▸ What to work on
Report the lines of the data below that contain the string "column".

▸ Dataset excerpts
▽

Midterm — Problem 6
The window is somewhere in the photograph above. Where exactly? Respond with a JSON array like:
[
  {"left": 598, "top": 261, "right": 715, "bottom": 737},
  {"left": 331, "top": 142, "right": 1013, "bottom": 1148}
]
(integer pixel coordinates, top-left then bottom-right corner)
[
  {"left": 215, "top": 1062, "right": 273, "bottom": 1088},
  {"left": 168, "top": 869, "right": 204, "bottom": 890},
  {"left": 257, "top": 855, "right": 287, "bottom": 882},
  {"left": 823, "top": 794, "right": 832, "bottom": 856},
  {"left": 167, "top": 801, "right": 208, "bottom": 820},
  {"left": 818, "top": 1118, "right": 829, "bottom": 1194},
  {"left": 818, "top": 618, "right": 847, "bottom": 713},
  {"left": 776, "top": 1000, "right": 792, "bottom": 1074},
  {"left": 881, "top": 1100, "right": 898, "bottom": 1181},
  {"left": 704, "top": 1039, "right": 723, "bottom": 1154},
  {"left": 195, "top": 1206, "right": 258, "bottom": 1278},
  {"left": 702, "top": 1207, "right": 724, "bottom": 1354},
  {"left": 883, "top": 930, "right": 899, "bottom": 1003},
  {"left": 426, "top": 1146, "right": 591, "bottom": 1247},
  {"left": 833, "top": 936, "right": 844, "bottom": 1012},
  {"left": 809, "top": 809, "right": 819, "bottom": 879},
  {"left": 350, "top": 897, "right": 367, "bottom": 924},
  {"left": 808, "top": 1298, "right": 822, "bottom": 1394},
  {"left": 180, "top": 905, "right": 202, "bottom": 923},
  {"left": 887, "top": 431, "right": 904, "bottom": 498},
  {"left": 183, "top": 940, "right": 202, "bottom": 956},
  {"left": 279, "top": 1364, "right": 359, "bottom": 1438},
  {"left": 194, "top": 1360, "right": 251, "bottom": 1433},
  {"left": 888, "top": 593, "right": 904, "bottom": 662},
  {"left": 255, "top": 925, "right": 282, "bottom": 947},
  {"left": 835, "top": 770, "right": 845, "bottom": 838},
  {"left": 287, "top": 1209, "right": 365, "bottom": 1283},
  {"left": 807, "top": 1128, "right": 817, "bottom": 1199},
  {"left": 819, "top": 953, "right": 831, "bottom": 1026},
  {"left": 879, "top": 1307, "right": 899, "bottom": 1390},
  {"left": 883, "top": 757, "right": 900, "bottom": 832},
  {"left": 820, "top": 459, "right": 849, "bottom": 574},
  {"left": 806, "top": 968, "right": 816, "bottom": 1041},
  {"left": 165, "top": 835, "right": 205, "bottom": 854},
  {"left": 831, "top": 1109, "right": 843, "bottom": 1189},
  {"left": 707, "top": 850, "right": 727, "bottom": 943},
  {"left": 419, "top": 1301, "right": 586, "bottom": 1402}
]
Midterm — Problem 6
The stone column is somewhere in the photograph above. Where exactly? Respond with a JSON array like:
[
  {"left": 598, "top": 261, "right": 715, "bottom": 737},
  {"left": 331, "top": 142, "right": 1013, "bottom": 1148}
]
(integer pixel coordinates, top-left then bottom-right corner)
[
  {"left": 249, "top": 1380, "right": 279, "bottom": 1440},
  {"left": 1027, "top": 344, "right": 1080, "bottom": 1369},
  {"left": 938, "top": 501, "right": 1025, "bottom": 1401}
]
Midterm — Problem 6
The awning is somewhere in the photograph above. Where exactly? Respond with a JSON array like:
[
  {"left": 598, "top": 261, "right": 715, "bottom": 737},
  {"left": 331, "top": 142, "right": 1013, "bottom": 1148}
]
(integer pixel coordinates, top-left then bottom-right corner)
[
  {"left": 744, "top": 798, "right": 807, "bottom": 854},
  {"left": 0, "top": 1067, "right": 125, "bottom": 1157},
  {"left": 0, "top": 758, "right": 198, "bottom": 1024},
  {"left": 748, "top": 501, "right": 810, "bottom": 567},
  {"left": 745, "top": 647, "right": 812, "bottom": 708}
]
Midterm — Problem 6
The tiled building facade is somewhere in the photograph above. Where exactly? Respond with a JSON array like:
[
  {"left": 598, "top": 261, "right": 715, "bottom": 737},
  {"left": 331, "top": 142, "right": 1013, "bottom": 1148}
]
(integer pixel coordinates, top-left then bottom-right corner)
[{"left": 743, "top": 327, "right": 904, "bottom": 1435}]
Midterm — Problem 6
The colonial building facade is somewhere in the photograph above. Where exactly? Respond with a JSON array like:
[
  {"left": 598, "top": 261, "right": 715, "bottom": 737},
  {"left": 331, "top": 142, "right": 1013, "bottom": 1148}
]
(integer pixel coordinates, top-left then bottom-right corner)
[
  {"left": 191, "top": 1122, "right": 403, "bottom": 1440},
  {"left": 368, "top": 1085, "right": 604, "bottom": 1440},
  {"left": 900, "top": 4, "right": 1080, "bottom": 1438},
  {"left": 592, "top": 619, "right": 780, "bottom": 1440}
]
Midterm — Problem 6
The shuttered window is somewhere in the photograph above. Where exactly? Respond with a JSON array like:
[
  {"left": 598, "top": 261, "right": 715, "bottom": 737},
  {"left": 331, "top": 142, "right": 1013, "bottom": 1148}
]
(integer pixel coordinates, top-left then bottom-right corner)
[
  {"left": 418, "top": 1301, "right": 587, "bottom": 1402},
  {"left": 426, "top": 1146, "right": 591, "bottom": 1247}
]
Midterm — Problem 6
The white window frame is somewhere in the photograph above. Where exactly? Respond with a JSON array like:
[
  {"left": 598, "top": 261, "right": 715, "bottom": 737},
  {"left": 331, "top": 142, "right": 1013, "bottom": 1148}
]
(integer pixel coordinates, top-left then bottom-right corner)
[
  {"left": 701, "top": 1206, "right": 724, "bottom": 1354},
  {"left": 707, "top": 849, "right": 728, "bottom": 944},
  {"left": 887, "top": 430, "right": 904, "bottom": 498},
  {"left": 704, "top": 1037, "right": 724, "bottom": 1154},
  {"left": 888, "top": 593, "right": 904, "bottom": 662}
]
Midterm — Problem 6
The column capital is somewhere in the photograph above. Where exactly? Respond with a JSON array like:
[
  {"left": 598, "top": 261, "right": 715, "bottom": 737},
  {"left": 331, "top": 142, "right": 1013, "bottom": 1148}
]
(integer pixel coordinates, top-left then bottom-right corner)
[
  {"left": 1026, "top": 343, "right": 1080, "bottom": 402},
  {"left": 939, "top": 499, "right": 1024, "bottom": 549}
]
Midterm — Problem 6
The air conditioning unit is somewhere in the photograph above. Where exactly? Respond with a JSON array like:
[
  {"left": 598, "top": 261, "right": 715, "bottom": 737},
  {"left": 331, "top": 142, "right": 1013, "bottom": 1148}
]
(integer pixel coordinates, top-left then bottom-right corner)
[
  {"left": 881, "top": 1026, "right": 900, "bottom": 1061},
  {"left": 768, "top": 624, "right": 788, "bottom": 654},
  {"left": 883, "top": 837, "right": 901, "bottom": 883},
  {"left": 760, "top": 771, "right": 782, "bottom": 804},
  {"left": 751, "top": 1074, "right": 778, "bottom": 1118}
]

△

▸ Answer below
The stone column is somewhere in the photograph above. Where exactly? Respond with a JSON array like:
The column capital is somewhere in the photograph above. Where exactly? Respond with a JSON array like:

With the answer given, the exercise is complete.